WRITTEN REQUEST ->
Begin at the line in the rows below that contains "the metal frame" and reproduce each line verbatim, stopping after the line that contains "(1024, 397)".

Dataset rows on where objects are located
— START —
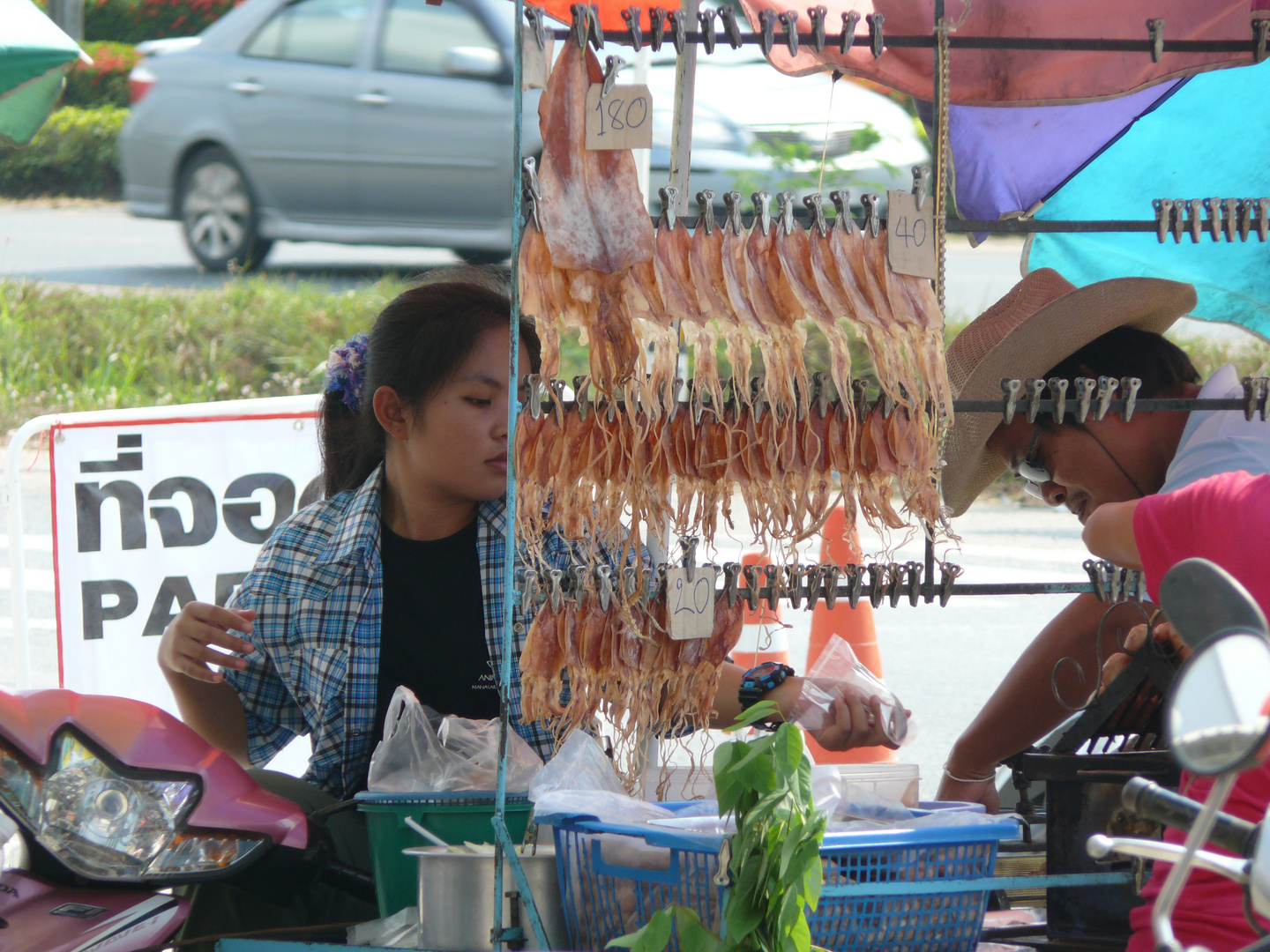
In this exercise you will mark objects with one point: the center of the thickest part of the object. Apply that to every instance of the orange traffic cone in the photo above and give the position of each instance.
(762, 639)
(840, 544)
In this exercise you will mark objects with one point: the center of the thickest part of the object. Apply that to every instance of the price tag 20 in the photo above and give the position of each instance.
(911, 235)
(690, 603)
(623, 120)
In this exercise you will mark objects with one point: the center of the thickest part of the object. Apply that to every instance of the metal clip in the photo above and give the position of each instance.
(1058, 391)
(657, 22)
(1106, 390)
(817, 16)
(915, 582)
(873, 213)
(790, 19)
(1163, 216)
(921, 176)
(793, 579)
(949, 574)
(1085, 387)
(1197, 219)
(1129, 387)
(877, 587)
(1034, 387)
(875, 37)
(534, 14)
(1232, 213)
(850, 20)
(841, 199)
(554, 577)
(611, 66)
(728, 14)
(1010, 389)
(1214, 217)
(530, 593)
(767, 29)
(730, 576)
(631, 16)
(830, 573)
(677, 22)
(706, 19)
(533, 383)
(751, 573)
(1156, 26)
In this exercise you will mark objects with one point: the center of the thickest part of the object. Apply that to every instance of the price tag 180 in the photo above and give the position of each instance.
(911, 235)
(690, 603)
(623, 120)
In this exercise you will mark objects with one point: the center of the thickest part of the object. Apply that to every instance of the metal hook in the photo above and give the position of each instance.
(1011, 389)
(1129, 386)
(788, 18)
(850, 20)
(817, 16)
(1085, 387)
(631, 16)
(1058, 390)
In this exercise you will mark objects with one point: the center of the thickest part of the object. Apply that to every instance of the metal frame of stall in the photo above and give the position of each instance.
(1024, 397)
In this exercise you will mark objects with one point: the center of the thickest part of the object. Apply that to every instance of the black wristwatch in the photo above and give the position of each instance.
(758, 682)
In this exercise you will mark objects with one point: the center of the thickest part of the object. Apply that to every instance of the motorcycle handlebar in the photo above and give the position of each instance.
(1154, 802)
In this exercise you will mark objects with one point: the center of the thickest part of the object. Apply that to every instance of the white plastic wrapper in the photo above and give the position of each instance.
(836, 672)
(415, 758)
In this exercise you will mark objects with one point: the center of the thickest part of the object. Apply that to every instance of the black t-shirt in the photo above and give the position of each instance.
(432, 634)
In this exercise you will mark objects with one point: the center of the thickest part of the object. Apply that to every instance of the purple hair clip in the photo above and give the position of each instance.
(346, 371)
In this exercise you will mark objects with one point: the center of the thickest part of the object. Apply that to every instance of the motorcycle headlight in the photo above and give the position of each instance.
(106, 824)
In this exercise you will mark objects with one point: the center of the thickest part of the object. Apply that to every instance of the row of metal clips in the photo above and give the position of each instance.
(1226, 216)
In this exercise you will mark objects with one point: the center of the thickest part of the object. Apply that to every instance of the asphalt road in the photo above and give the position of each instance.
(98, 244)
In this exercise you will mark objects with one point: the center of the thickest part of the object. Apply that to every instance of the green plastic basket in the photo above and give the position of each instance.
(452, 816)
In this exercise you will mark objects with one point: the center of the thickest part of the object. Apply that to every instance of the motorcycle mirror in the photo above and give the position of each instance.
(1217, 716)
(1204, 600)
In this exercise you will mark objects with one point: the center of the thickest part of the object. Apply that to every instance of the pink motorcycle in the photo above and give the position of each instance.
(116, 801)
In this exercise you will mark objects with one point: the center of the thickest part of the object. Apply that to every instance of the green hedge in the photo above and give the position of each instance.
(106, 81)
(75, 152)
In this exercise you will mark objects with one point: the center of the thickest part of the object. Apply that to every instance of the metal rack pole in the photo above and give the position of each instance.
(503, 845)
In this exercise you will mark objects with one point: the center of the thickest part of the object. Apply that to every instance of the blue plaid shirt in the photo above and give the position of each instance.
(318, 591)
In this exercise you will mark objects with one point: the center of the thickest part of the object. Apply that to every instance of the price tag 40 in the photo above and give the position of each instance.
(623, 120)
(911, 235)
(690, 603)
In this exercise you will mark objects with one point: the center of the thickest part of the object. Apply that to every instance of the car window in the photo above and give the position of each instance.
(417, 36)
(312, 31)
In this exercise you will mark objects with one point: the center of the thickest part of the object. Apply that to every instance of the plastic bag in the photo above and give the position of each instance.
(412, 758)
(837, 668)
(580, 763)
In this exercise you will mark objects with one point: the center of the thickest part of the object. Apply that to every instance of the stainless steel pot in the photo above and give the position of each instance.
(456, 899)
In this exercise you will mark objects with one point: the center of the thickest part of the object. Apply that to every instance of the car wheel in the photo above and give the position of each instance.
(482, 256)
(219, 213)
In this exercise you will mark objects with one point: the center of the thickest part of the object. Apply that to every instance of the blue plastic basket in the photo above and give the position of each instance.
(886, 891)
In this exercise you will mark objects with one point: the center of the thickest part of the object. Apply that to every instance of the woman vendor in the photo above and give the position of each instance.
(392, 577)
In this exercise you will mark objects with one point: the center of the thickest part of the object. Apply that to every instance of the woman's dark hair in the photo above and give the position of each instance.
(417, 344)
(1162, 367)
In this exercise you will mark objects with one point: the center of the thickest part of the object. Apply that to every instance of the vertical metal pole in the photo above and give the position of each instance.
(684, 95)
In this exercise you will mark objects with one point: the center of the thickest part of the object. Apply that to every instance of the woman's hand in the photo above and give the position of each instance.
(187, 645)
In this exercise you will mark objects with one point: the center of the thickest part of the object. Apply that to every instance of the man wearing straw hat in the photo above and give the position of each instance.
(1048, 328)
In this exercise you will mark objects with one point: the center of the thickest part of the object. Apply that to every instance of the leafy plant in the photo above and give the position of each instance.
(775, 865)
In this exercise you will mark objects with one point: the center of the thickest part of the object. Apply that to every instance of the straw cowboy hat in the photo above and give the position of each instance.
(1042, 320)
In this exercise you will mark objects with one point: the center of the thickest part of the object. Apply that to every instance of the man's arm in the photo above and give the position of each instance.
(1024, 707)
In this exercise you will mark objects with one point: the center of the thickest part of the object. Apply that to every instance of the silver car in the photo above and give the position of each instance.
(389, 122)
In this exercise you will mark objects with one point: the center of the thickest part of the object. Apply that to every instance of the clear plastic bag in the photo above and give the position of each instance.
(836, 671)
(412, 758)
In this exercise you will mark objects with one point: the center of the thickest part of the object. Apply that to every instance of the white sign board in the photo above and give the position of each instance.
(153, 512)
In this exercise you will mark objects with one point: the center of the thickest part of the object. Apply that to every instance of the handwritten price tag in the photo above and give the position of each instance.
(623, 120)
(690, 603)
(911, 235)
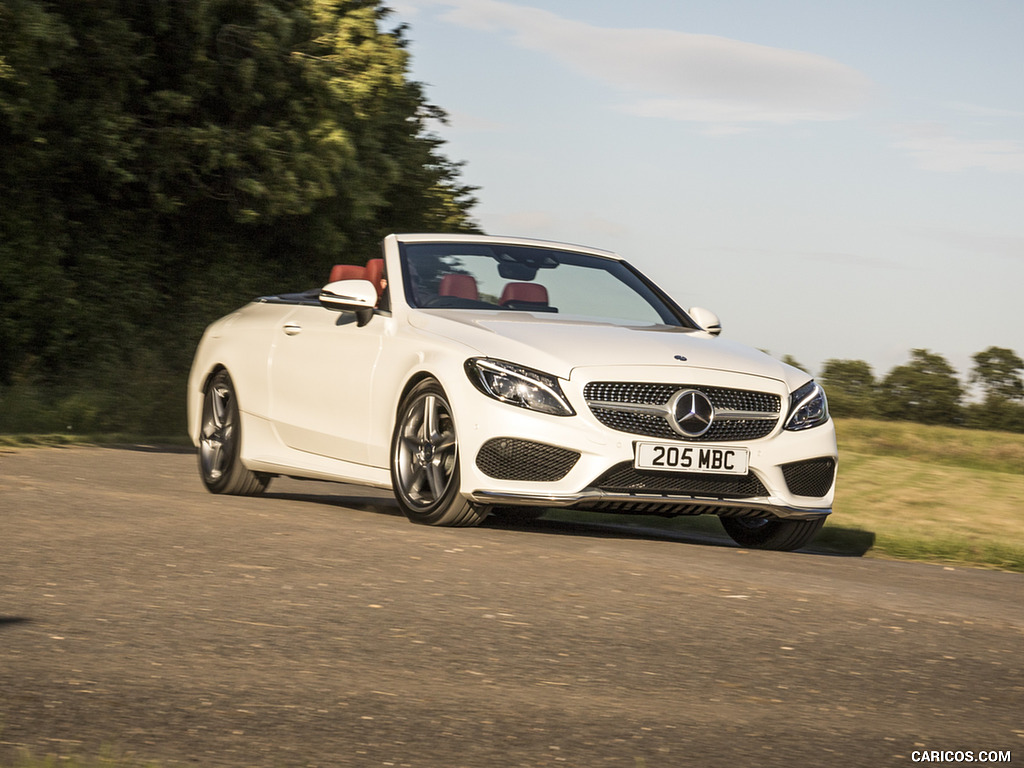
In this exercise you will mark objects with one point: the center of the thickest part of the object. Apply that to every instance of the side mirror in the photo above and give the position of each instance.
(357, 296)
(707, 320)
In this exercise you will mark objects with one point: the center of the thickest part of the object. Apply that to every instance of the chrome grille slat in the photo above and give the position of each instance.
(642, 409)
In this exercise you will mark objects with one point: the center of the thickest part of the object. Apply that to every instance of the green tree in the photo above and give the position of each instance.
(850, 386)
(164, 162)
(925, 390)
(997, 372)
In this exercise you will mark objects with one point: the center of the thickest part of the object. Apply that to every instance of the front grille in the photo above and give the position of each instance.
(624, 478)
(510, 459)
(812, 477)
(654, 424)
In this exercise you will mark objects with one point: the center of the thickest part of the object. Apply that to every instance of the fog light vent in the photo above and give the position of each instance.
(813, 477)
(510, 459)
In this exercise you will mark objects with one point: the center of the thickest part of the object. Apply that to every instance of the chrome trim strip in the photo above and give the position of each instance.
(594, 495)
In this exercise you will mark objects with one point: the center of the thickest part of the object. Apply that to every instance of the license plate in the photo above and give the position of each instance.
(713, 459)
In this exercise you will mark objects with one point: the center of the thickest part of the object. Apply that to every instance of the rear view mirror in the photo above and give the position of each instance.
(707, 320)
(357, 296)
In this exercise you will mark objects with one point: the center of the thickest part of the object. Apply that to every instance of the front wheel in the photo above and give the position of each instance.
(220, 442)
(425, 461)
(783, 536)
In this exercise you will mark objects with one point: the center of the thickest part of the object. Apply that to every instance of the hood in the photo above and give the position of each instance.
(559, 346)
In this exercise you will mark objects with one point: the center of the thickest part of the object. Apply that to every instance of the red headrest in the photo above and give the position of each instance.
(462, 286)
(375, 273)
(347, 271)
(531, 292)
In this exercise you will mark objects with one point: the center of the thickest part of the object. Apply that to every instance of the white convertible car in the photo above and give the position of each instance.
(476, 375)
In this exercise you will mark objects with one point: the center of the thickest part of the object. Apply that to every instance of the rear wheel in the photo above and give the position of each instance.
(775, 535)
(425, 461)
(220, 442)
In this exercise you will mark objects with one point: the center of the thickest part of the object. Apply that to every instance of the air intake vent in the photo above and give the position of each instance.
(510, 459)
(813, 477)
— END —
COMPLETE RESPONSE ->
In this exercise you will mark objects with one point: the center of the thickest part of the object. Apply that to every instance of the metal frame of stall in the photo above and give the position of each instance.
(1024, 397)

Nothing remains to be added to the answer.